## start QUOTED PASSAGE
Objective meaning: I am interested. My answer to your question is “yes”. I have agreed to try to have a discussion, if you want to. However, be warned that I’m not very good at this.
Social meaning: The answer to your question is “no”. I won’t discuss with you. However, I’m not OK with being declared uninterested in this topic. I love this topic. How dare you even question my interest when you have evidence (“evidently”) that I am interested, which consists of me having posted about it. I’d have been dumb to post about something I’m not interested in, and you were an asshole to suggest I might be dumb like that.
Actual result: I replied in a friendly, accessible way attempting to begin a conversation, but he did not respond.
Concluding Thoughts
Conversations don’t go well when a substantial portion of what people say has a hostile (or even just significantly different) social (double) meaning.
It’s much worse when the social meaning is the primary thing people are talking about, as in all the LW replies I got above. It’s hard to get discussions where the objective meanings are more emphasized than the social ones. And all the replies I quoted re my Chains and Bottlenecks post were top level replies to my impersonal article. I hadn’t said anything to personally offend any of those people, but they all responded with social nastiness. (Those were all the top level replies. There were no decent ones.) Also it was my first post back after 3 years, so this wasn’t carrying over from prior discussion (afaik – possibly some of them were around years ago and remembered me. I know some people do remember me but they mentioned it. Actually TAG said later, elsewhere, to someone else, that he knew about me from being on unspecified Critical Rationalist forums in the past).
## end QUOTED PASSAGE
AIM> Reproduce the part of the passage on social and objective meaning that opens with the words containing "Social meaning: The" and closes with "dumb like that.". The material after the passage on social and objective meaning is unrelated to it.
## start MATERIAL SHOWN
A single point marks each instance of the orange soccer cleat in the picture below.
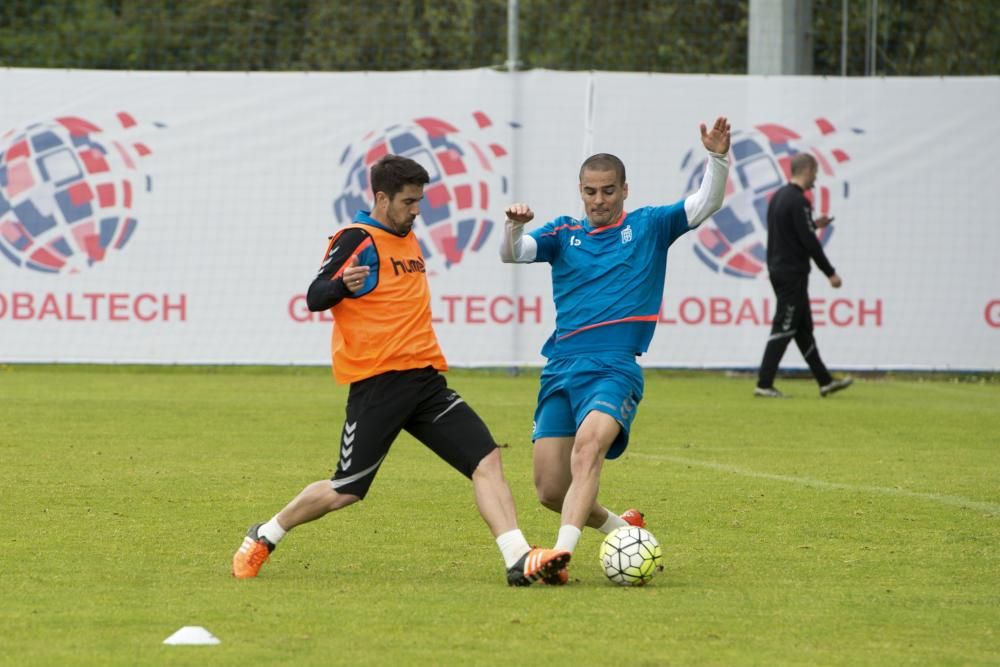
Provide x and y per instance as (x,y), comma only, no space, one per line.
(634,517)
(251,555)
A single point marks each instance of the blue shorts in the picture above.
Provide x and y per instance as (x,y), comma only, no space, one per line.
(571,387)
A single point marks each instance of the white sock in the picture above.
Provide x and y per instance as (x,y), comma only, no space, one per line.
(569,535)
(513,545)
(272,531)
(614,521)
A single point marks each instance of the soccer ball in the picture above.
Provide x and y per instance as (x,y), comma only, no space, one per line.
(630,556)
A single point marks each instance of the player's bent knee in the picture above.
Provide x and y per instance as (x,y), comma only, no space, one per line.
(489,466)
(342,500)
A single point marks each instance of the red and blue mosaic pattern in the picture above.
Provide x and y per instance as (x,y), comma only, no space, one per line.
(464,182)
(734,240)
(67,192)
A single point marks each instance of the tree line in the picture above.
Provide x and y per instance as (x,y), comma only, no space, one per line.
(915,37)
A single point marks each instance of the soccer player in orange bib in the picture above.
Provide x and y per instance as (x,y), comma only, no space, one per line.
(384,346)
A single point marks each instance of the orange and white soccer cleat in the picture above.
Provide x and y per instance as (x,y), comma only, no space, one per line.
(251,555)
(634,517)
(538,564)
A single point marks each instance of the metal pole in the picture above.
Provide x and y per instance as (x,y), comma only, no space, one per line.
(874,43)
(512,36)
(843,39)
(868,37)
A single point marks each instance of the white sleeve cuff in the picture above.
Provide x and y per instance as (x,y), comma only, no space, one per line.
(516,246)
(708,199)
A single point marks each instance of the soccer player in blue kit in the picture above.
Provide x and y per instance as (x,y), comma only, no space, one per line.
(608,273)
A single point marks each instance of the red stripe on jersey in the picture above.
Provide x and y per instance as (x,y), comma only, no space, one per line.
(637,318)
(611,226)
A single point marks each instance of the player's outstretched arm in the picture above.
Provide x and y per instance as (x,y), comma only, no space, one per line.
(716,140)
(515,247)
(708,199)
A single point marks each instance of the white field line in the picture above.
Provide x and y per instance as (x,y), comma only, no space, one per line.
(956,501)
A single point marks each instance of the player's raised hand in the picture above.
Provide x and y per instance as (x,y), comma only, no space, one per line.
(717,138)
(520,213)
(355,274)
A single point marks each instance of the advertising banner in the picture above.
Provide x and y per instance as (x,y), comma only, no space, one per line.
(180,217)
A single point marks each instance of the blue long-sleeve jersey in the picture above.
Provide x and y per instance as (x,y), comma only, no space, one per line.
(607,282)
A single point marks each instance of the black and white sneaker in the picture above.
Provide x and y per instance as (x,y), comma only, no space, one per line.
(835,386)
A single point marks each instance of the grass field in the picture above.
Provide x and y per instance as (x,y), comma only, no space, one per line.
(857,530)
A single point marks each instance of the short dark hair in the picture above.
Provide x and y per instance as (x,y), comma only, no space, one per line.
(604,162)
(393,172)
(801,162)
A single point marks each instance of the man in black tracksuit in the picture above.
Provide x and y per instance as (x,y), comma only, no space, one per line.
(791,244)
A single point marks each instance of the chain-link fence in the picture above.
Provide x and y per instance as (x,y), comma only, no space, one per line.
(856,37)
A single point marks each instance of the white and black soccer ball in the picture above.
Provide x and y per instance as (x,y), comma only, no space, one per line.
(631,556)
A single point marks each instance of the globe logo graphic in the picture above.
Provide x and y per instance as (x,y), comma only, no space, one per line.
(465,177)
(68,190)
(734,240)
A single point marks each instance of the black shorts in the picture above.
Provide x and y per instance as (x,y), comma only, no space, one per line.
(418,401)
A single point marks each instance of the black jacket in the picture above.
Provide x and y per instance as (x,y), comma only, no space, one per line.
(791,234)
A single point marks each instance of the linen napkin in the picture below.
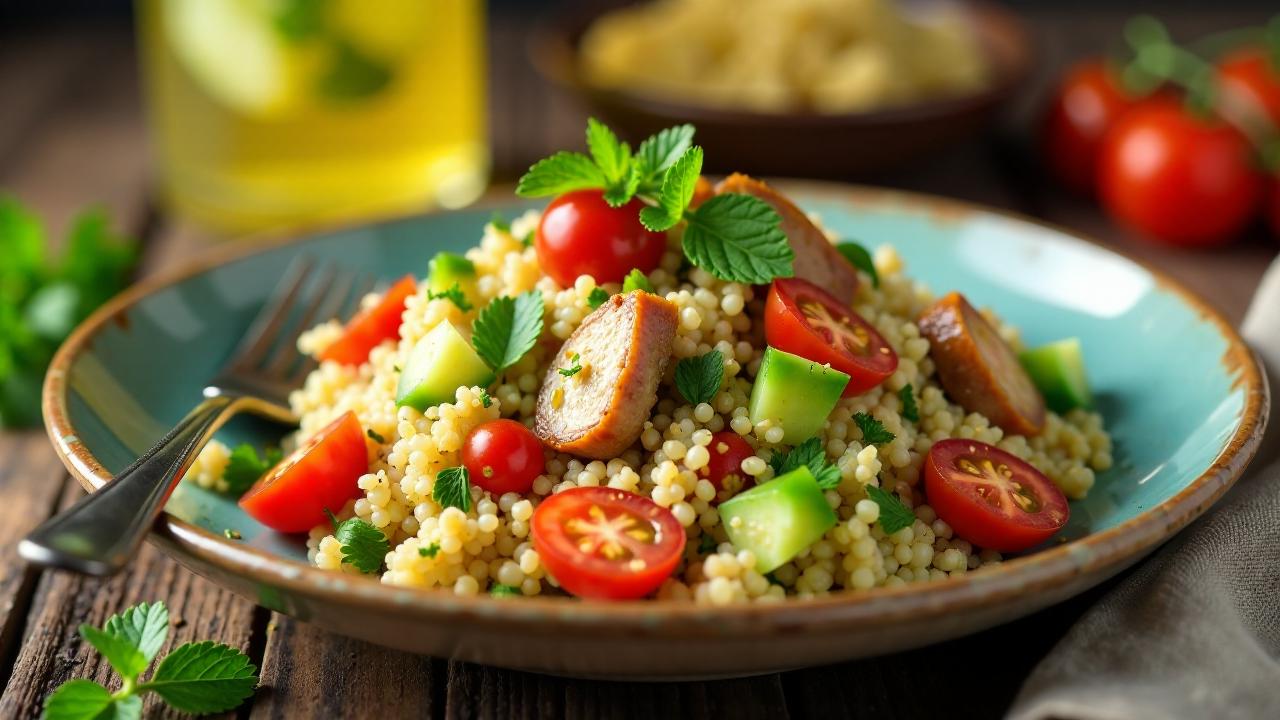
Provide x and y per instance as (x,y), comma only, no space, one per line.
(1196,630)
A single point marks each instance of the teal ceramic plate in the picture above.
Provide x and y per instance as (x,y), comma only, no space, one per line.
(1179,390)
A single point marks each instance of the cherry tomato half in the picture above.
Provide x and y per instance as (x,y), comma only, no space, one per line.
(1178,178)
(503,456)
(581,235)
(990,497)
(607,543)
(725,468)
(804,319)
(319,475)
(1086,105)
(371,327)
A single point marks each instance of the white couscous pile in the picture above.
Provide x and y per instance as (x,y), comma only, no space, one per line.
(489,543)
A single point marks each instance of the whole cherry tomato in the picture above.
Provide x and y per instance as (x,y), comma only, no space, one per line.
(1179,178)
(503,456)
(581,235)
(1086,105)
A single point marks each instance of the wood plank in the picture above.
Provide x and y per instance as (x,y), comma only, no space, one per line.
(53,651)
(309,673)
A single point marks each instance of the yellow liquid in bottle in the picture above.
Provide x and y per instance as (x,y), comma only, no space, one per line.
(269,113)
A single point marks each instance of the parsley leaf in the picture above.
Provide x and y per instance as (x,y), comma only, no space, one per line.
(635,281)
(677,190)
(364,546)
(507,328)
(574,369)
(563,172)
(504,591)
(245,466)
(895,514)
(597,297)
(859,258)
(809,454)
(873,431)
(700,378)
(659,153)
(910,410)
(453,295)
(736,237)
(452,488)
(204,677)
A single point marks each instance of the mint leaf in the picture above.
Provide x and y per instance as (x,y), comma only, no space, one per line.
(635,281)
(859,258)
(507,328)
(677,190)
(895,514)
(204,677)
(910,410)
(873,431)
(563,172)
(700,378)
(659,153)
(145,627)
(124,656)
(597,297)
(364,546)
(452,488)
(736,237)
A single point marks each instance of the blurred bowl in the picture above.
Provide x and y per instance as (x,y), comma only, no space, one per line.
(800,144)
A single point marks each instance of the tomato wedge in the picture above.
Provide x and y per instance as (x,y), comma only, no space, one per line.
(990,497)
(804,319)
(373,326)
(607,543)
(319,475)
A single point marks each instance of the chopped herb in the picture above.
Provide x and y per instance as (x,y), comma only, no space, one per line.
(196,678)
(809,454)
(895,514)
(452,488)
(910,410)
(597,297)
(700,378)
(245,466)
(574,369)
(507,328)
(504,591)
(859,258)
(873,431)
(635,281)
(453,295)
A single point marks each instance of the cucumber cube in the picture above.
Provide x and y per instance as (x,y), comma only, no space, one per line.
(799,393)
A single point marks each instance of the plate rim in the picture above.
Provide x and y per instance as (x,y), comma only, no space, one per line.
(1043,572)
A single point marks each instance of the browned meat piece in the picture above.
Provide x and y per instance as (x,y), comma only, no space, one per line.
(624,347)
(817,259)
(978,369)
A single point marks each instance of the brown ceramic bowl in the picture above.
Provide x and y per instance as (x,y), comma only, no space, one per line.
(812,145)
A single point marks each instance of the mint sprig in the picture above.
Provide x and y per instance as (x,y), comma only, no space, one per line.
(199,678)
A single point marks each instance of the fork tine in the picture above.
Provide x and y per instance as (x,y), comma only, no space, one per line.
(266,324)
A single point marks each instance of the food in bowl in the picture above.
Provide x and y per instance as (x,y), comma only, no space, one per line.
(755,411)
(800,55)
## end MATERIAL SHOWN
TASK RESULT>
Social meaning: The answer to your question is “no”. I won’t discuss with you. However, I’m not OK with being declared uninterested in this topic. I love this topic. How dare you even question my interest when you have evidence (“evidently”) that I am interested, which consists of me having posted about it. I’d have been dumb to post about something I’m not interested in, and you were an asshole to suggest I might be dumb like that.